═══ Texto do exercício ═══

Frente a estas restrições, o Coral Livre tem buscado outros espaços para ensaiar; a academia BS Fitness, de Engenheiro Coelho, cedeu o espaço a eles, e a prefeitura lhes cedeu a creche do município. O estudante, por fim, desabafa: “Eu sei que nada disso diz respeito ao samba, mas no fim das contas é uma história sobre poder.”

“O morro foi feito de samba”

A despeito das incertezas, das possíveis influências extraoficiais, e da falta de transparência da instituição para explicar os processos de tomada de decisão, a censura do videoclipe possui motivação cultural, e pode ser explicada a partir de ideologias dentro do adventismo brasileiro.Todas as fontes consultadas pela Zelota, e inclusive as manifestações de influencers adventistas, confirmam que a crítica direcionada ao clipe diz respeito ao ritmo de samba. 

Conforme já demonstrado em artigo, a relação entre o samba e o adventismo é historicamente conflituosa; em suma, ela é motivada por ideologias racistas e anticomunistas, carecendo de bases bíblicas. Por essa razão, mesmo ausente de substância teórica e justificativa teológica, o discurso adventista contra o samba interfere de forma material na realidade, e encontra espaço para atuação no contexto eclesiástico-administrativo, como no caso da censura do videoclipe “Clareou”.

Marcelo Meireles, produtor musical adventista, concorda com a explicação. Para ele, historicamente, o samba no Brasil não está ligado ao protestantismo em sua origem: “ele possui todas as conotações possíveis no Brasil, menos a protestante.” Nesse sentido, a cultura adventista se desenvolve alheia ao gênero musical, afinal, “ela provém de cultura alemã; [o samba] não tem nada a ver com a gente, isso é ‘música de malandro’”, parafraseia Meireles, na tentativa de explicar um pensamento generalizado que era compartilhado pela IASD.

═══

▶ _Lista de tarefas_:
**1)** De acordo com o texto sobre a censura do videoclipe “Clareou”, qual espaço a prefeitura cedeu ao Coral Livre?
**2)** Resuma em duas frases o texto sobre a censura do videoclipe “Clareou”.

═══ Material extraído ═══

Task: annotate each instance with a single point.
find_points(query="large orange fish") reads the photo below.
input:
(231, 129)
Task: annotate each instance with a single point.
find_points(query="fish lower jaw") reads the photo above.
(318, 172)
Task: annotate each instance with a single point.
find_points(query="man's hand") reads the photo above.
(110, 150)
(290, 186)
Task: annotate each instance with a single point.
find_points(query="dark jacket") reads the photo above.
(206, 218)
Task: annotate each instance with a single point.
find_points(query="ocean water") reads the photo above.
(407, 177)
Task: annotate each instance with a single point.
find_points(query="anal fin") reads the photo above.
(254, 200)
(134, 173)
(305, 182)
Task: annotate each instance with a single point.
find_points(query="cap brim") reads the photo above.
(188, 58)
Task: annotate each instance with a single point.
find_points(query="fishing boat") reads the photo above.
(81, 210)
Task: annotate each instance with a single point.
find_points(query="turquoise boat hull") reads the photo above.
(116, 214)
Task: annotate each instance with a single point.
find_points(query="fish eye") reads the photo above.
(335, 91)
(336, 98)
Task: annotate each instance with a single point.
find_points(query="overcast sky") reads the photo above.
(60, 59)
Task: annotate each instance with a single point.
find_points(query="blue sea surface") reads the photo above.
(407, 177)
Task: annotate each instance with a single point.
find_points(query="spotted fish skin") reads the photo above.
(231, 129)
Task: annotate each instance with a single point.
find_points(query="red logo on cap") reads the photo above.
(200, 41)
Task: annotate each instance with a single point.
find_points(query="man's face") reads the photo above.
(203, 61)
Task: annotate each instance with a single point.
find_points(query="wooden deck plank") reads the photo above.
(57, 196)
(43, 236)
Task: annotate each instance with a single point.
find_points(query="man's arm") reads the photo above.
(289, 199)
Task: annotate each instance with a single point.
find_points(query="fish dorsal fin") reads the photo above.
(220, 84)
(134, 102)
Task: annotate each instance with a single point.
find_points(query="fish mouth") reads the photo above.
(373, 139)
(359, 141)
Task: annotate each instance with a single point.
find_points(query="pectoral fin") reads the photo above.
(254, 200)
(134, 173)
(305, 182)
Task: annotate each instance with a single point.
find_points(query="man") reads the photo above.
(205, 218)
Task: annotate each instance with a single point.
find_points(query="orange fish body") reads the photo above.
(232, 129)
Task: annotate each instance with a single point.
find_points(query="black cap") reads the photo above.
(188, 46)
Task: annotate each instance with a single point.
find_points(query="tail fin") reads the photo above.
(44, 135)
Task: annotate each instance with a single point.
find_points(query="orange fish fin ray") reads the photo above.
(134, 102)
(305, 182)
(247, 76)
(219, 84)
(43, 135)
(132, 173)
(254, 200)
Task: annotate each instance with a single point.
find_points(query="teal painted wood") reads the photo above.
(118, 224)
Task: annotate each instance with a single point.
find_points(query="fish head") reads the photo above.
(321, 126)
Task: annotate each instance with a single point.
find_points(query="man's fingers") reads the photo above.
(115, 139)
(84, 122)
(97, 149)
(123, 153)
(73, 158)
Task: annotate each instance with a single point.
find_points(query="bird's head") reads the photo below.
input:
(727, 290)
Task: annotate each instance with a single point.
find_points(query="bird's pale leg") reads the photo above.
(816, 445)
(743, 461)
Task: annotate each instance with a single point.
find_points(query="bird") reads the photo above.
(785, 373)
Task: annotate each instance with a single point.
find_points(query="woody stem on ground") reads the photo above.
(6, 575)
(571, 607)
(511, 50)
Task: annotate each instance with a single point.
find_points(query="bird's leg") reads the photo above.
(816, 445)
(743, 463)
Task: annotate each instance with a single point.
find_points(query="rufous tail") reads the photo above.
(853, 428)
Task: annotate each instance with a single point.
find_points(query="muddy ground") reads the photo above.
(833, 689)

═══

▶ _Respostas das tarefas_:
**1)** A creche do município.

**2)** O Coral Livre passou a ensaiar em outros espaços, como a academia BS Fitness e a creche do município, e a censura do videoclipe “Clareou” tem motivação cultural ligada a ideologias do adventismo brasileiro, com as críticas dirigidas ao ritmo de samba. A relação entre samba e adventismo é historicamente conflituosa, motivada por ideologias racistas e anticomunistas sem bases bíblicas, e o produtor musical Marcelo Meireles concorda que a cultura adventista se desenvolveu alheia ao samba.